TASK DESCRIPTION:
Reproduce the listing below from the line that contains "of the street" through its final line, requests included, and scale every pixel coordinate in the answers by 1.6, rounding each result to a whole number with halves rounded up. Leave the numbers in the requests and their format samples as they are.

GIVEN DATA:

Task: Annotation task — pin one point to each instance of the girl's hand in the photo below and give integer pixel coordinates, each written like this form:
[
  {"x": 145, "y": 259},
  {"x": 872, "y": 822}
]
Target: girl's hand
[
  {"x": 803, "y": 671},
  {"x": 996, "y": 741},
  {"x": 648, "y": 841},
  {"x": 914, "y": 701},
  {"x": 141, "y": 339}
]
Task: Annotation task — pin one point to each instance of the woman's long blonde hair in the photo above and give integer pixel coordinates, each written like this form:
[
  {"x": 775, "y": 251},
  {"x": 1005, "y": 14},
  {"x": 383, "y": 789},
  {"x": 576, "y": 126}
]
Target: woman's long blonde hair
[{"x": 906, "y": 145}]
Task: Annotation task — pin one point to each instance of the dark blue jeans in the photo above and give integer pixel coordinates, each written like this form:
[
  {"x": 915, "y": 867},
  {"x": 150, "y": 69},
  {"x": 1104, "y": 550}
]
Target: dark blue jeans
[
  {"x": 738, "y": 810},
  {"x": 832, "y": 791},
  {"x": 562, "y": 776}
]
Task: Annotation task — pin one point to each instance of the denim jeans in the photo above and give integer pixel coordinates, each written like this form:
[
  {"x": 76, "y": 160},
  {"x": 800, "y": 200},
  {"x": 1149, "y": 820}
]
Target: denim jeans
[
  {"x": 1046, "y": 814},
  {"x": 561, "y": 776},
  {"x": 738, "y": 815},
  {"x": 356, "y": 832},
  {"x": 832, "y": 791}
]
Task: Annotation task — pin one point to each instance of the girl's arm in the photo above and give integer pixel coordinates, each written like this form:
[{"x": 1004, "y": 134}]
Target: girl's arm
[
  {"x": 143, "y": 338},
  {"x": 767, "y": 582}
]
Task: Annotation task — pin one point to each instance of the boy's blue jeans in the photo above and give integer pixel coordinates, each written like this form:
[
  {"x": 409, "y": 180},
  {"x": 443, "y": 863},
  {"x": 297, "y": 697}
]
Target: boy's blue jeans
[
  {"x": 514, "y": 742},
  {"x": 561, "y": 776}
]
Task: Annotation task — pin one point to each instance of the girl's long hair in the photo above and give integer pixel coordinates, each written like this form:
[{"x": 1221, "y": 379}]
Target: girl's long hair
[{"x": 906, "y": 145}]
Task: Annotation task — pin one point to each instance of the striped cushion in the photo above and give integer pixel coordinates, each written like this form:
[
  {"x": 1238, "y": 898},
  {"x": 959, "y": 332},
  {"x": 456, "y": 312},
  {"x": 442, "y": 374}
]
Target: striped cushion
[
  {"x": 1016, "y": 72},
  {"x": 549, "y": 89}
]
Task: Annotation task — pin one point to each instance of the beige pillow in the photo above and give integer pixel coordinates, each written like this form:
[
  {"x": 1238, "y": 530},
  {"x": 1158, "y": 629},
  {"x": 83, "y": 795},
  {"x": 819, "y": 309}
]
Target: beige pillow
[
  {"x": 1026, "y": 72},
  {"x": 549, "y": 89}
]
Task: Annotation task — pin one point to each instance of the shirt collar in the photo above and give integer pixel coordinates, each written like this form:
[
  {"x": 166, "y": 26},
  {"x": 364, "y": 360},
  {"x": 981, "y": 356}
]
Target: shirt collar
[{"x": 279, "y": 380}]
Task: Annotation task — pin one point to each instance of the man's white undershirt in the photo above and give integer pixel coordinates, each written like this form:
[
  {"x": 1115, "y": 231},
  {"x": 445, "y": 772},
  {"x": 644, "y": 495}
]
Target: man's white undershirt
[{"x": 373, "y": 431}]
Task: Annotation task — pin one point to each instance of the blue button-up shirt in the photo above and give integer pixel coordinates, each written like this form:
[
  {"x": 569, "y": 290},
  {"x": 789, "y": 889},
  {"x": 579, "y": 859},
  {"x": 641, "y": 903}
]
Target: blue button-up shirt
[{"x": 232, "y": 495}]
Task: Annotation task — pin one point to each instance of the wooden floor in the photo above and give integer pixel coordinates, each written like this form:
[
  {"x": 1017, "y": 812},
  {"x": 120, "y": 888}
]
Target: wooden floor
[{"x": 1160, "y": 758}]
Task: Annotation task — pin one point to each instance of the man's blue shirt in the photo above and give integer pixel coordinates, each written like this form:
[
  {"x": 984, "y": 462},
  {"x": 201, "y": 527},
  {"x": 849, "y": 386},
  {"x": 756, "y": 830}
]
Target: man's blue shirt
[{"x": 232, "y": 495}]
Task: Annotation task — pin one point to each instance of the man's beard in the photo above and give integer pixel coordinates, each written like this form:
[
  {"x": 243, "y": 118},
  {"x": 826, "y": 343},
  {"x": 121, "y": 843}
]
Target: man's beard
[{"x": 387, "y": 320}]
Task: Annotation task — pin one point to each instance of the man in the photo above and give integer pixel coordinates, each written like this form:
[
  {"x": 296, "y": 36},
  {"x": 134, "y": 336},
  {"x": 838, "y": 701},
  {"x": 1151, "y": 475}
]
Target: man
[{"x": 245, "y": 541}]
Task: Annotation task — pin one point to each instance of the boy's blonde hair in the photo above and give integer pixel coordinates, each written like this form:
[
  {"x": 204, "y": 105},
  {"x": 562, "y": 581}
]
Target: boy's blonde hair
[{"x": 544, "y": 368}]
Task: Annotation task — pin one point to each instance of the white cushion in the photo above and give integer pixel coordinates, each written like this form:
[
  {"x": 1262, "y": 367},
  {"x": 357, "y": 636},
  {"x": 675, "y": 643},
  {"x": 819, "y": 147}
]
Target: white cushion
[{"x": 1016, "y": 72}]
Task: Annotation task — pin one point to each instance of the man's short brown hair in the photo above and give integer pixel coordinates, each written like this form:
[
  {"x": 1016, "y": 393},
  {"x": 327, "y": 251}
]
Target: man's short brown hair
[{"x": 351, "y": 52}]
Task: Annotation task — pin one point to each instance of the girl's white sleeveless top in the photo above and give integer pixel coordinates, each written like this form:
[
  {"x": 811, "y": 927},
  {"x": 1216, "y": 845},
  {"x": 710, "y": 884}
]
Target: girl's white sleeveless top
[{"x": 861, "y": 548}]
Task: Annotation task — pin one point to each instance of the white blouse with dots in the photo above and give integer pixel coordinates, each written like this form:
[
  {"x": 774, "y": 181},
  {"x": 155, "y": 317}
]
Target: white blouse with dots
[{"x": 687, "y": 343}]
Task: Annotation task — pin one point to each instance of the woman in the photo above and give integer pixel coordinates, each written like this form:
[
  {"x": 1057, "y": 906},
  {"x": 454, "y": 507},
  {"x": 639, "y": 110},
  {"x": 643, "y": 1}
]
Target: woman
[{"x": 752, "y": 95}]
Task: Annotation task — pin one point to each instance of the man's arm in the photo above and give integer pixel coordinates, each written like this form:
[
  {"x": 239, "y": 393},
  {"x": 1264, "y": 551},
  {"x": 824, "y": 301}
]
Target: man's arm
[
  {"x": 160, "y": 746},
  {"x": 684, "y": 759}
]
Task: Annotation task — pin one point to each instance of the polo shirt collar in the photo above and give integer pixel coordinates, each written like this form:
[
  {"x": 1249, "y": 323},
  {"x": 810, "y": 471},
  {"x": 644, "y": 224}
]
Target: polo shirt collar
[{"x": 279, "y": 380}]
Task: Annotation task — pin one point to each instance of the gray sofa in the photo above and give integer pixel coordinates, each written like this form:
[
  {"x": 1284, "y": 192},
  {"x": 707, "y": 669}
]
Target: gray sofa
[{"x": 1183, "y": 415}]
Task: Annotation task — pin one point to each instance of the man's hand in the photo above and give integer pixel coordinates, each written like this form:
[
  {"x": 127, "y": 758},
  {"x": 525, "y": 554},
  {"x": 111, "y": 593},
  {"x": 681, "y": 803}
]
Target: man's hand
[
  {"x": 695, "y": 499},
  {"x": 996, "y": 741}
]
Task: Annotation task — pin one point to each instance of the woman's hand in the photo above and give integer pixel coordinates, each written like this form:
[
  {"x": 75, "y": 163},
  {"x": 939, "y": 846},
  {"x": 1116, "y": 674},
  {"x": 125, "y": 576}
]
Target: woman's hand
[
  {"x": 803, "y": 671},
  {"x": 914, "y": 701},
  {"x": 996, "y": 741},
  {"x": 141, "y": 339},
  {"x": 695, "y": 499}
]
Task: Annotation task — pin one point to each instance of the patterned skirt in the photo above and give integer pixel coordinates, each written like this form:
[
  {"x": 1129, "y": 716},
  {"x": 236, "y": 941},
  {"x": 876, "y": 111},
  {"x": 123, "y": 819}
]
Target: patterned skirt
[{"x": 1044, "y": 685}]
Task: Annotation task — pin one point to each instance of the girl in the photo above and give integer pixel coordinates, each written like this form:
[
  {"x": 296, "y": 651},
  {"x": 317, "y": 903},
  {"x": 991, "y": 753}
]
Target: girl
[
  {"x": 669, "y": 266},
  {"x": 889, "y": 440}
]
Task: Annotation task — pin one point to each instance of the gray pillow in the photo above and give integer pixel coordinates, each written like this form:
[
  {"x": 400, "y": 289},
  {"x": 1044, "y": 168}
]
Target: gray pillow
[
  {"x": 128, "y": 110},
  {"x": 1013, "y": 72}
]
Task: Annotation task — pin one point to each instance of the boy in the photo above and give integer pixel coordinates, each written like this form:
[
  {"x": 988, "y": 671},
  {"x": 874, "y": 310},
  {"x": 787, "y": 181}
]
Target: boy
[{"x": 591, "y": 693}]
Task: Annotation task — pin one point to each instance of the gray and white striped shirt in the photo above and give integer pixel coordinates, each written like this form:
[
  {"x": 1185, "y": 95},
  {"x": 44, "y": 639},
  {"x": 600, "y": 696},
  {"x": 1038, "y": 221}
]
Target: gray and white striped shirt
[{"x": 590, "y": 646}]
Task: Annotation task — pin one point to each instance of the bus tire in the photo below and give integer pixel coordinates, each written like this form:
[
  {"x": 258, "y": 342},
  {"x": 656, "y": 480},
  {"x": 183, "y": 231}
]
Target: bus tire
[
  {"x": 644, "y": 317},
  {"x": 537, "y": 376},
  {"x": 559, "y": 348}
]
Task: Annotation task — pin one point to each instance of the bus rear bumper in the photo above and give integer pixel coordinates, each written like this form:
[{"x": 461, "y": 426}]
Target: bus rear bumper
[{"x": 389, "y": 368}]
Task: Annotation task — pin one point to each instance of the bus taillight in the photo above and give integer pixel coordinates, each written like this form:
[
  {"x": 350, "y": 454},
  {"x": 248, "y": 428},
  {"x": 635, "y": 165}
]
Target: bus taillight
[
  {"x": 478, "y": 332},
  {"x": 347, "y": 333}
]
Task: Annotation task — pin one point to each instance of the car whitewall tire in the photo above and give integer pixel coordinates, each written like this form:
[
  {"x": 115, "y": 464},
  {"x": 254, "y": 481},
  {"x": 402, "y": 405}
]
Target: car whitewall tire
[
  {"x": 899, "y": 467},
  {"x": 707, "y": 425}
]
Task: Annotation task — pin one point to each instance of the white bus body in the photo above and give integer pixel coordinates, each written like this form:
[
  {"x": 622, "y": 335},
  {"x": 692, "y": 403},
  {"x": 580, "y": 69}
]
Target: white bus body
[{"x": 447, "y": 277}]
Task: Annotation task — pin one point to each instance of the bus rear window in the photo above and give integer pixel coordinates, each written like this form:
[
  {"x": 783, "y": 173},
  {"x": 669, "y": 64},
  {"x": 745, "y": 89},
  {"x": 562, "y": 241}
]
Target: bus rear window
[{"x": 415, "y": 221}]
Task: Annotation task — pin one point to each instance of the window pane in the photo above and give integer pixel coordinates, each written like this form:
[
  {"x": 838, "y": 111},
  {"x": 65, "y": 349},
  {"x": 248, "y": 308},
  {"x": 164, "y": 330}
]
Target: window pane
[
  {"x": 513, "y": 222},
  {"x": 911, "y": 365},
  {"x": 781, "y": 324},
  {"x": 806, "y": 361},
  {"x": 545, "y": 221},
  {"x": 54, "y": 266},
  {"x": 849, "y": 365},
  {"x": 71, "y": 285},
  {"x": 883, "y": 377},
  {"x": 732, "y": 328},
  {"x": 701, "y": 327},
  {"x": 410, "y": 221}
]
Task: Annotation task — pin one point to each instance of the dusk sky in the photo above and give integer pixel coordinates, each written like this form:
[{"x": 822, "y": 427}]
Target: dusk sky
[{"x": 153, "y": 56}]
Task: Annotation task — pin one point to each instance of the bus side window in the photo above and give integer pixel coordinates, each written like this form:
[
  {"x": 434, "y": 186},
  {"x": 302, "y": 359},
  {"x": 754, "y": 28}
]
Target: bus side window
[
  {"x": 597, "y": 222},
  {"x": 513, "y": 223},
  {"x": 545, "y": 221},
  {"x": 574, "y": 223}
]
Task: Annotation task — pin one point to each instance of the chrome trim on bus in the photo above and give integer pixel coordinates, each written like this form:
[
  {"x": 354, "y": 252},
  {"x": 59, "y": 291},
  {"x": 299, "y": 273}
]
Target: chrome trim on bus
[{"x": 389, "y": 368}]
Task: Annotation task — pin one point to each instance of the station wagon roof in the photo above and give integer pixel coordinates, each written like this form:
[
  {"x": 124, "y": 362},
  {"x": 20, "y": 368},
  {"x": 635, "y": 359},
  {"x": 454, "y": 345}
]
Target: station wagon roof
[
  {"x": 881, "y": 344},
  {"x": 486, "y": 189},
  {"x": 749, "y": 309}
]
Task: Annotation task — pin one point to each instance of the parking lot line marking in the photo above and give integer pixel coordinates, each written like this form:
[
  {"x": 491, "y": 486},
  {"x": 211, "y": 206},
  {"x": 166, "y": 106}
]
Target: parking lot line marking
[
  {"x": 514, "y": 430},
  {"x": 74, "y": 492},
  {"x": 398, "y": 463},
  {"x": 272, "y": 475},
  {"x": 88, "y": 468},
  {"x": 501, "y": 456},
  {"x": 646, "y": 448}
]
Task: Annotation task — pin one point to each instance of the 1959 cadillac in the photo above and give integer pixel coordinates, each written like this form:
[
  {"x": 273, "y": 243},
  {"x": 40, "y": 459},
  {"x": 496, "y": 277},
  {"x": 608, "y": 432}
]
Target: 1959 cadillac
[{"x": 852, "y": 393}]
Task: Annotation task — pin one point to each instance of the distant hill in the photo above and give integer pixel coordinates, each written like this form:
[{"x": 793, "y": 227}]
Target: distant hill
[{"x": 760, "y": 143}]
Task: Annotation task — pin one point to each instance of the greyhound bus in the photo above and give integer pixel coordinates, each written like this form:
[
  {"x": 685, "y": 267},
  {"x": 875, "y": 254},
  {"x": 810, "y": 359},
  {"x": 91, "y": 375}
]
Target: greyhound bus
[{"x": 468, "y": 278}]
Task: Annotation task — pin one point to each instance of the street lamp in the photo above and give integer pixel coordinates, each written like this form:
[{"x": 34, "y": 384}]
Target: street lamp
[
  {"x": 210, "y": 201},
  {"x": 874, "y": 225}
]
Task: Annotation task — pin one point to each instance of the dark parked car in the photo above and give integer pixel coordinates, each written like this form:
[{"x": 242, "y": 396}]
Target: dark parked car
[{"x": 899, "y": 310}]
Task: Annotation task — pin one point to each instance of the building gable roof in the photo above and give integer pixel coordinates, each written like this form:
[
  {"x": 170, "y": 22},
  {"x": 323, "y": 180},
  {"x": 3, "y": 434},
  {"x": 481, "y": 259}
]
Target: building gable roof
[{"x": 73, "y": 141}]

THE COMPLETED TASK:
Task: Annotation task — pin one point to each instance of the street lamp in the photo above and give integer pixel coordinates, each written like this form:
[{"x": 34, "y": 384}]
Target: street lamp
[
  {"x": 336, "y": 322},
  {"x": 1398, "y": 360}
]
Task: Annotation task — pin one point to each instance of the dark parked car in the photo above and give integer pixel coordinates, each written like this form:
[{"x": 242, "y": 396}]
Target: dark parked car
[{"x": 1438, "y": 496}]
Task: Annotation task — pin one point to each instance of the building gable roof in the photo above and give integer pixel coordinates, each written like this form:
[
  {"x": 170, "y": 22},
  {"x": 323, "y": 180},
  {"x": 3, "y": 434},
  {"x": 481, "y": 259}
]
Target: building gable roof
[{"x": 117, "y": 226}]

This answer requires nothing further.